* **TASK**
Copy every one of the records below word for word, keeping each line unchanged.

━━━━━━━━━━

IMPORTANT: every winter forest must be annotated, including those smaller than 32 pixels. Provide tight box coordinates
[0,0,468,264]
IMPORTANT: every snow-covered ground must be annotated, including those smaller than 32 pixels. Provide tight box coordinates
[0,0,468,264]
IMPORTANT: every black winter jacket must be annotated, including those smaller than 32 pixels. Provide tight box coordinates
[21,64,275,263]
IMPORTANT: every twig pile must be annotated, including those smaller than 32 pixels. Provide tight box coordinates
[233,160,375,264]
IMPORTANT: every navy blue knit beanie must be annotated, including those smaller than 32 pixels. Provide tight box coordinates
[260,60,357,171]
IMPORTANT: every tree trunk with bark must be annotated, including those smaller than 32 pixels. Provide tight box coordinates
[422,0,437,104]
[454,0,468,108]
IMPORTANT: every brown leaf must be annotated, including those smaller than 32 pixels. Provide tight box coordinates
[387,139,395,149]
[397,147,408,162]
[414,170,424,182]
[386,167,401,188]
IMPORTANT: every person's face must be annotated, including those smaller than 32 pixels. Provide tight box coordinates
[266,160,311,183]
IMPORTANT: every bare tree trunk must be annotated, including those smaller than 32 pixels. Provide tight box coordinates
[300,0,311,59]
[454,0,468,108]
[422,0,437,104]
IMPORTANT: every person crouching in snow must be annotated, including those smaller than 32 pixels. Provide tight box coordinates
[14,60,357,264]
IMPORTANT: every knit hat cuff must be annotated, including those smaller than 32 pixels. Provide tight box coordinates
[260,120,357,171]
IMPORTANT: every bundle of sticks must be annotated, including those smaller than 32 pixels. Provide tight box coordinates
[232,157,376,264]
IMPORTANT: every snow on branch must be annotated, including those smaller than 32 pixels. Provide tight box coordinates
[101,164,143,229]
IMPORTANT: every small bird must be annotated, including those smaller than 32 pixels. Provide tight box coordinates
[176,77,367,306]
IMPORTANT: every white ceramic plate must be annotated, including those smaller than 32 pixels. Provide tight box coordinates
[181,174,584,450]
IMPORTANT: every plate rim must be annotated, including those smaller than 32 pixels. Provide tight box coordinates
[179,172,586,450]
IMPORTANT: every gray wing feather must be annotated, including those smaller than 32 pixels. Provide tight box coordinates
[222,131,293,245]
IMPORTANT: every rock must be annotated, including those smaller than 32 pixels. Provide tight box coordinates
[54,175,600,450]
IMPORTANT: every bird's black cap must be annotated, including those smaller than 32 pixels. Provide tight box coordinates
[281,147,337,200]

━━━━━━━━━━

* **SOLUTION TO THE EXERCISE**
IMPORTANT: every winter forest must be annotated, including those smaller than 32 pixels. Provide tight box coordinates
[0,0,468,264]
IMPORTANT: every snow-covered ground must be annotated, including those smaller than 32 pixels. Provide tight box coordinates
[0,0,468,264]
IMPORTANT: every black winter jacket must be annotated, including those smaller than 32 pixels. Provide tight box coordinates
[21,64,275,263]
IMPORTANT: every twig pile must be annotated, including those smaller than 32 pixels. Provide tight box coordinates
[233,160,375,264]
IMPORTANT: every navy blue knit beanie must be annotated, including those smaller than 32 pixels. Provide tight box coordinates
[260,60,357,171]
IMPORTANT: every tree trunk with bark must be annotated, including those smaller than 32 pixels. Provide tight box coordinates
[422,0,437,104]
[454,0,468,108]
IMPORTANT: every brown leaf must be annotated, including those smaller than 32 pixels. Provide tight box coordinates
[387,139,395,149]
[397,147,408,162]
[414,170,424,182]
[386,167,401,188]
IMPORTANT: every person's face must be annotated, including those smaller than 32 pixels. Provide tight box coordinates
[266,160,311,183]
IMPORTANT: every bare tree trunk must be annotated, including those smaller than 32 pixels. Provide tight box coordinates
[300,0,311,59]
[454,0,468,108]
[422,0,437,104]
IMPORTANT: every person crouching in snow must be annotated, including those smaller than 32 pixels. Provide tight box coordinates
[14,60,357,264]
IMPORTANT: every knit hat cuff must be annotated, including those smaller than 32 pixels. Provide tight box coordinates
[260,120,357,171]
IMPORTANT: every bundle of sticks must be annotated, including those smaller than 32 pixels. Provide tight box coordinates
[232,157,376,264]
IMPORTANT: every snow on branch must be annotated, including those smaller than 32 pixels. Provide tight box coordinates
[101,164,143,229]
IMPORTANT: every small bird must be annotated, including those smaller than 32 pixels. Provide tight box coordinates
[176,77,367,306]
IMPORTANT: every white ceramic plate must be annotated, including those smaller than 32 pixels. Provide tight box coordinates
[181,174,584,450]
IMPORTANT: every plate rim must be annotated, including those smaller than 32 pixels. Provide tight box coordinates
[179,172,586,450]
IMPORTANT: every gray wing feather must be annotated, including those smaller than 32 pixels. Provide tight box coordinates
[222,131,293,245]
IMPORTANT: every rock must be annotated, including those smaller than 32 pixels. Provide tight box coordinates
[54,175,600,450]
IMPORTANT: every bird's black cap must be annotated, including those smaller than 32 pixels. Provide tight box coordinates
[281,147,337,200]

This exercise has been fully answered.